::: Extrait de page

L'affaire MENARD était une affaire politique et les opinions des journaux le reflétaient.  Ainsi, notamment, l'INTRANSIGEANT (mars 1898) parle du "plus formel des réquisitoires contre la société, une pierre dans la mare des ventrus" ; LE JOURNAL DES DEBATS, LA REPUBLIQUE FRANCAISE et L'ECHO DE PARIS s'élèvent contre ce juge "qui avait osé acquitter une voleuse",
 L'UNIVERS précise qu'en somme, "le tribunal n'a fait qu'obéir aux lois de l'Eglise qui prévoient, paraît-il, que l'on ne commet pas de délit quand on vole seulement pour subvenir à ses besoins".  De son côté, le FIGARO titrait par contre "La propriété a des droits", et de réclamer pour le principe une peine avec sursis.

::::::
::: Données extraites

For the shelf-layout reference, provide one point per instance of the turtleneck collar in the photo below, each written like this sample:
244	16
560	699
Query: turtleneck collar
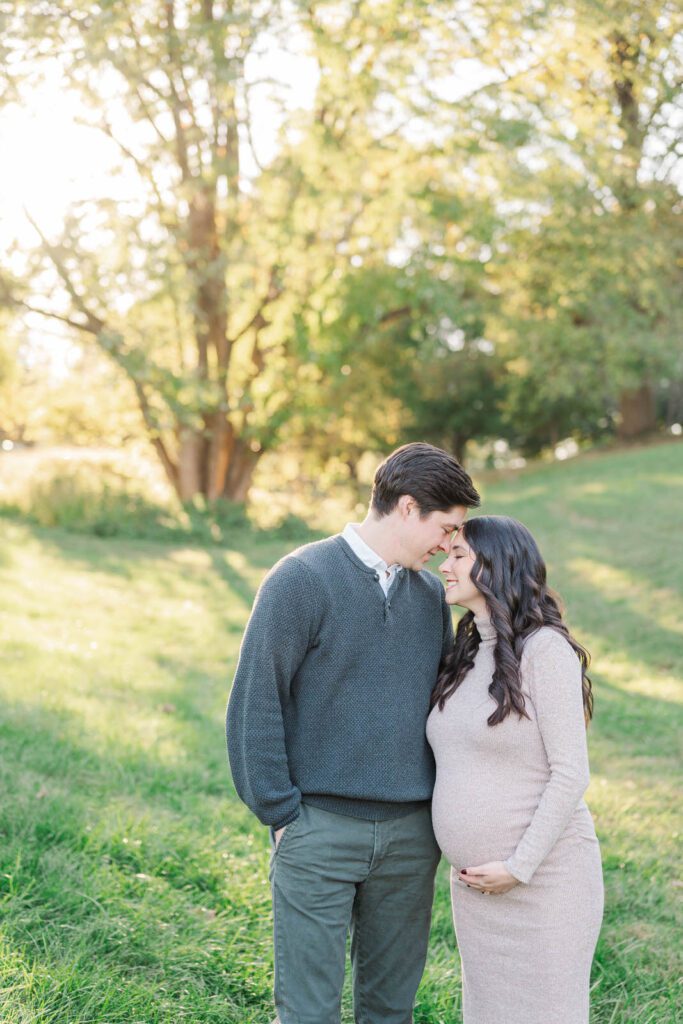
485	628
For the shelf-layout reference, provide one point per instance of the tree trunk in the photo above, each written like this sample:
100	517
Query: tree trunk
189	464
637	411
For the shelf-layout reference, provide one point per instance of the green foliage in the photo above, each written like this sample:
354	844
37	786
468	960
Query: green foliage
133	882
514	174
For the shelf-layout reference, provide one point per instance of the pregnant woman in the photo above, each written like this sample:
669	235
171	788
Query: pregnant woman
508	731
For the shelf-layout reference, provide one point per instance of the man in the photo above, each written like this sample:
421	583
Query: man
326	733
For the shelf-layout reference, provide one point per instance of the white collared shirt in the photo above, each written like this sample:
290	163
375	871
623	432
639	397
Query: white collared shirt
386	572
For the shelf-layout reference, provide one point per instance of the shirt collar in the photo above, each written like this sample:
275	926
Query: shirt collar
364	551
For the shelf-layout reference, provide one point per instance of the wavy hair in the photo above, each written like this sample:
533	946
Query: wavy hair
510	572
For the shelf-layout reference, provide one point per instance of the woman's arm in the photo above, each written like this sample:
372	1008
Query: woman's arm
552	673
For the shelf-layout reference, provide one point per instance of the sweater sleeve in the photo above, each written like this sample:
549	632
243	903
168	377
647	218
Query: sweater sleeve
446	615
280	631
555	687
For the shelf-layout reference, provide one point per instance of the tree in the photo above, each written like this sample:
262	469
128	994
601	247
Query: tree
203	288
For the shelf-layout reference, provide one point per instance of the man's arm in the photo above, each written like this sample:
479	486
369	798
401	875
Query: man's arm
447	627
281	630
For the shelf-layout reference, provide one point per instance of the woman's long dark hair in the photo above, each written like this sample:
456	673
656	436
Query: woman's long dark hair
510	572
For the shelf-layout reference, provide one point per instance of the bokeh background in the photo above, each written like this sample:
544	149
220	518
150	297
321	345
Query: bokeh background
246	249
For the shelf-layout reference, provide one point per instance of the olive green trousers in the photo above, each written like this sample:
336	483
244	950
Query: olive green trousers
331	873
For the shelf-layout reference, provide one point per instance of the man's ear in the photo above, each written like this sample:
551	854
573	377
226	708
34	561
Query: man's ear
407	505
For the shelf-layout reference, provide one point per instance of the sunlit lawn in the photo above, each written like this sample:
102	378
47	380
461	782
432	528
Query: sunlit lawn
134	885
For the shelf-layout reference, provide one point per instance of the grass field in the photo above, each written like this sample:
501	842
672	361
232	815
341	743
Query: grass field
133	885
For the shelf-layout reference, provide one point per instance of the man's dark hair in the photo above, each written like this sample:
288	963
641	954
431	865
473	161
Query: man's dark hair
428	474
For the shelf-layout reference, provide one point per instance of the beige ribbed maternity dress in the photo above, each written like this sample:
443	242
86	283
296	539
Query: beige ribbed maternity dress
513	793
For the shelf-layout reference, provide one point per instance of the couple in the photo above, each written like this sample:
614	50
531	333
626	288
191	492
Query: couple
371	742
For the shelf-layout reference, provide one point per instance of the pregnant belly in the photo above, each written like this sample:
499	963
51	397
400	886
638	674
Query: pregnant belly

::::::

Consigne 1:
Reproduisez l'extrait sur l'affaire Menard, en reprenant tout ce qui va de « L'affaire MENARD était » jusqu'à « peine avec sursis. ».
Consigne 2:
D'après l'extrait sur l'affaire Menard, répondez aux questions suivantes.
(a) Quel journal parle du « plus formel des réquisitoires contre la société », et à quelle date ?
(b) Selon L'Univers, à quelles lois le tribunal n'a-t-il fait qu'obéir ?
(c) Quel titre le Figaro a-t-il donné, et quelle peine réclamait-il pour le principe ?

Résultat de l'exercice 1:
L'affaire MENARD était une affaire politique et les opinions des journaux le reflétaient.  Ainsi, notamment, l'INTRANSIGEANT (mars 1898) parle du "plus formel des réquisitoires contre la société, une pierre dans la mare des ventrus" ; LE JOURNAL DES DEBATS, LA REPUBLIQUE FRANCAISE et L'ECHO DE PARIS s'élèvent contre ce juge "qui avait osé acquitter une voleuse",
 L'UNIVERS précise qu'en somme, "le tribunal n'a fait qu'obéir aux lois de l'Eglise qui prévoient, paraît-il, que l'on ne commet pas de délit quand on vole seulement pour subvenir à ses besoins".  De son côté, le FIGARO titrait par contre "La propriété a des droits", et de réclamer pour le principe une peine avec sursis.

Résultat de l'exercice 2:
(a) L'Intransigeant, en mars 1898.
(b) Aux lois de l'Église.
(c) « La propriété a des droits », et il réclamait une peine avec sursis.